-- Start Excerpted data --
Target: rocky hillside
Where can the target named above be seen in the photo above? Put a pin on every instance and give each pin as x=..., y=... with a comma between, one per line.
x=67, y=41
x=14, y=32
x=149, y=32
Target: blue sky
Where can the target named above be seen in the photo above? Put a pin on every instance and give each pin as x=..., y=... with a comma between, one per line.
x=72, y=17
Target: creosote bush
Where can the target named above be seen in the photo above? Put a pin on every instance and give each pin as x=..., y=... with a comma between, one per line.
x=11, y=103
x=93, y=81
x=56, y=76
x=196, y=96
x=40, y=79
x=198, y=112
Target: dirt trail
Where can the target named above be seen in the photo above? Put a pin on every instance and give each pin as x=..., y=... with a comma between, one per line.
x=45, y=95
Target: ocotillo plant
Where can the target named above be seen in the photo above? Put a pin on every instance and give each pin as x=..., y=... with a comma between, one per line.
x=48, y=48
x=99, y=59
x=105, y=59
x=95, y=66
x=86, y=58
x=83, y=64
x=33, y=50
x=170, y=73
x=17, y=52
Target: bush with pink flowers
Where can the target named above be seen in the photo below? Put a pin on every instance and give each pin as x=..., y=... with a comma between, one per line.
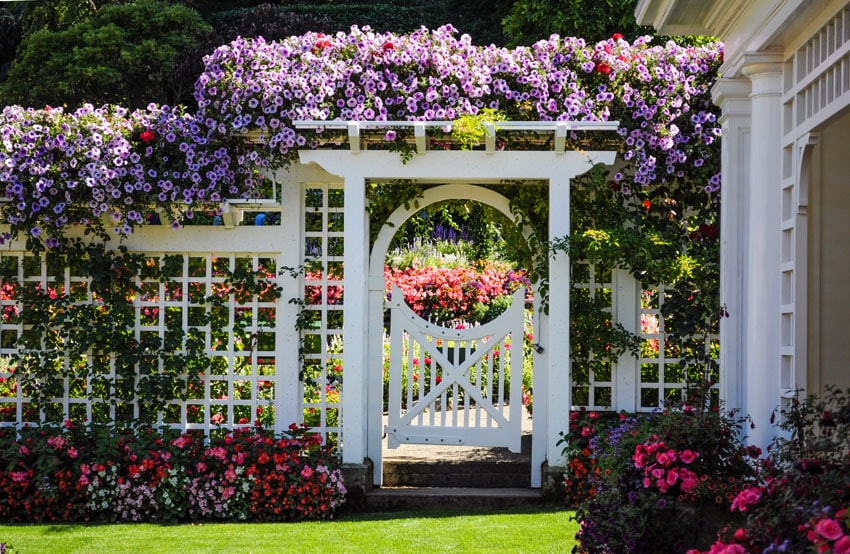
x=800, y=499
x=105, y=473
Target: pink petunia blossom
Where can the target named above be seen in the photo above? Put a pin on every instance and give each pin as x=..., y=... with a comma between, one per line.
x=841, y=546
x=829, y=529
x=688, y=456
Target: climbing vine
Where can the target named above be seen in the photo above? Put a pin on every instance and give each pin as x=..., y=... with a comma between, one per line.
x=82, y=338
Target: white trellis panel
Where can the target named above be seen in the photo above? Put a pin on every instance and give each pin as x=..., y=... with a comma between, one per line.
x=455, y=386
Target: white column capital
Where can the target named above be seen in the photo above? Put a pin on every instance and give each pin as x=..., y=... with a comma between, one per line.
x=764, y=69
x=732, y=96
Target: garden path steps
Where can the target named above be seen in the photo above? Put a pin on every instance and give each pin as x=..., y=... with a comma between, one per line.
x=432, y=477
-- End Excerpted data --
Set task >> Reproduce the entries from the line with "Target: dirt trail" up to and including the line with "x=732, y=96", replacing "photo" with "image" and leaving everything else unchanged. Leave the pictures out of your answer.

Reply >>
Target: dirt trail
Where can the target named above be seen in the image above? Put a pin on every instance and give each pin as x=..., y=... with a comma between, one per line.
x=45, y=95
Target: ocotillo plant
Where can the target named above be seen in the image above? Put a pin on every instance and give each pin as x=..., y=... with a comma between, one per line.
x=48, y=48
x=99, y=59
x=105, y=59
x=95, y=66
x=86, y=58
x=83, y=64
x=33, y=50
x=170, y=73
x=17, y=52
Target: bush with pink flowers
Where can the target named above be seen in the image below? Put a pin on every instance and give each pin as x=..., y=... with a comma between, one per line.
x=800, y=499
x=105, y=473
Target: pink petunia blossom
Where can the target named above be seen in the image above? Put a pin on every instance and give each pin as x=..., y=... with a comma between, one per line.
x=841, y=546
x=829, y=529
x=688, y=456
Target: climbing vine
Where can the target named above be seen in the image above? Put a pin on every instance and give each pin as x=..., y=... with a comma between, one per line.
x=82, y=338
Target: white trellis panel
Where can the target named above be seen in the image above? Put a pin on every instance and give each pin as x=..., y=... with a comma between, one per line.
x=455, y=386
Target: white column capital
Where can the target named above be seen in the image above? Put a pin on every instance and give each pin as x=..., y=... with a comma between, one per line.
x=764, y=69
x=732, y=96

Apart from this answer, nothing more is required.